**Source extract:**

= Becky Want =

English broadcaster (born 1964)

Becky Want (born 1964/5) is an English radio and television broadcaster from Manchester who presents The Late Show on BBC Local Radio.

==Broadcasting ==
Want was a host of Radio Wishing Well at Trafford General Hospital. She worked at Signal Radio in Stoke-on-Trent, initially as a secretary before presenting, and Piccadilly Radio and Key 103 in Manchester, hosting Picadilly's early breakfast show, before becoming a presenter on Granada Breeze on weekday afternoons, staying until it closed in 2002.

Want presented Granada Reports and the arts programme 'What's New' with Tony Wilson.

Six months after the closure of Granada Breeze, Want landed a presenting job at BBC Radio Manchester, presenting in the afternoon. Her time slot was extended in 2008. Over the COVID-19 pandemic she hosted the flagship breakfast show for 18 months until September 2021, when she returned to the afternoon. At BBC Radio Manchester, she wore a fat suit in February 2010 as a study of perceptions of obesity.

On BBC television she has presented Inside Out for BBC North West.

**Data listing:**
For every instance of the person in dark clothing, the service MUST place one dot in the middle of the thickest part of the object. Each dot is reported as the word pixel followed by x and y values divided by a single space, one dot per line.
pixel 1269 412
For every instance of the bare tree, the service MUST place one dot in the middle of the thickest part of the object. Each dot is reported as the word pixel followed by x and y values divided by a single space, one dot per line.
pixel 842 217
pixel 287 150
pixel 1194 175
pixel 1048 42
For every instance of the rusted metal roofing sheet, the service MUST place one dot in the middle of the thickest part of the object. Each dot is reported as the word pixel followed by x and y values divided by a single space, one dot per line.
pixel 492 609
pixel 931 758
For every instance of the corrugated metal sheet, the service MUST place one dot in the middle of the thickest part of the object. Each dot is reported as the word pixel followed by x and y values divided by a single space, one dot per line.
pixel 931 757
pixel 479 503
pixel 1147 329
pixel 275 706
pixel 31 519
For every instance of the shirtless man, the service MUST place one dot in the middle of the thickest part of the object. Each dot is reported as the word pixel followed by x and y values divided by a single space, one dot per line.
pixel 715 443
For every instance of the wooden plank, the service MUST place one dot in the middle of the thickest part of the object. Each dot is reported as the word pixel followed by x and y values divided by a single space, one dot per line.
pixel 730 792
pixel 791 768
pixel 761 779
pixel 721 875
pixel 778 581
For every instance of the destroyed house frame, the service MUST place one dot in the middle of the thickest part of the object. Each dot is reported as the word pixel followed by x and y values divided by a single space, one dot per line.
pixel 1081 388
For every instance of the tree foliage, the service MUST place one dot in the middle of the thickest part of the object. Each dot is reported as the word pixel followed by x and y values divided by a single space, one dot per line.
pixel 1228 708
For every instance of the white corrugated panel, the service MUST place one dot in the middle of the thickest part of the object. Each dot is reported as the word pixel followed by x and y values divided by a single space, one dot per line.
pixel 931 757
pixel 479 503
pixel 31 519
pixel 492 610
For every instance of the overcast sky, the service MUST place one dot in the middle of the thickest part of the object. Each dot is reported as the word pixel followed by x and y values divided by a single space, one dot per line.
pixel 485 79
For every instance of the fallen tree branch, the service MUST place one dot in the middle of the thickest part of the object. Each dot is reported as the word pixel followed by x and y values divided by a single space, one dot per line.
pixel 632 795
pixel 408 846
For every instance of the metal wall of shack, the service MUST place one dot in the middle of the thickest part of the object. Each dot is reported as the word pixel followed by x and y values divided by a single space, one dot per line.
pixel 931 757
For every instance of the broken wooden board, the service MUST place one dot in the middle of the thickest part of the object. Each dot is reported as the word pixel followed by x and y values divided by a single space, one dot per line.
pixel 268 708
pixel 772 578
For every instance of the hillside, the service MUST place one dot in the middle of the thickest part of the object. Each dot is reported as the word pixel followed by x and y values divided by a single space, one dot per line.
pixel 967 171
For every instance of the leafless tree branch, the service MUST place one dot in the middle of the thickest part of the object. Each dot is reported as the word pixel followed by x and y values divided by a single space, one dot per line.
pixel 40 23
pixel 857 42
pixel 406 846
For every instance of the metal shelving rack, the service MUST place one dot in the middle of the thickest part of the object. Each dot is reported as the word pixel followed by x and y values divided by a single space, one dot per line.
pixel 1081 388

**Task directions:** Pick up the Becky Want biography after its last sentence and continue it.

**Final answer:**
Since October 2023 Want has presented the new all-England BBC Local Radio late evening show, The Late Show, Monday to Thursday, Jo Good presenting at the weekend.

She has made films for Morning Live.

==Charity work==
She is an ambassador for the Prince's Trust She ran the London Marathon in 2010 for Manchester's Christie Hospital and in 2011 she ran the Great Manchester Run for the same charity.

She took part in Comic Relief 2011 and was challenged to perform as a stand-up comedian at the 'Frog and Bucket' comedy club in Manchester. She is listed as a key supporter of the Moore Foundation.

==Personal life==
Want was born in Hyde or Stockport. Want's parents managed Suttons TV store in Marple, where she performed at The Carver Theatre as a child. She has a sister. She studied drama at Bristol University, with a supplementary subject of radio and television production, and starred in a Beryl Bainbridge production on BBC One. She originally met her partner at university and became engaged to him in 2017, marrying in Manchester that June. They live in Trafford.

She has a son from her previous marriage.

A man was given a suspended sentence for harassing Want in 2017.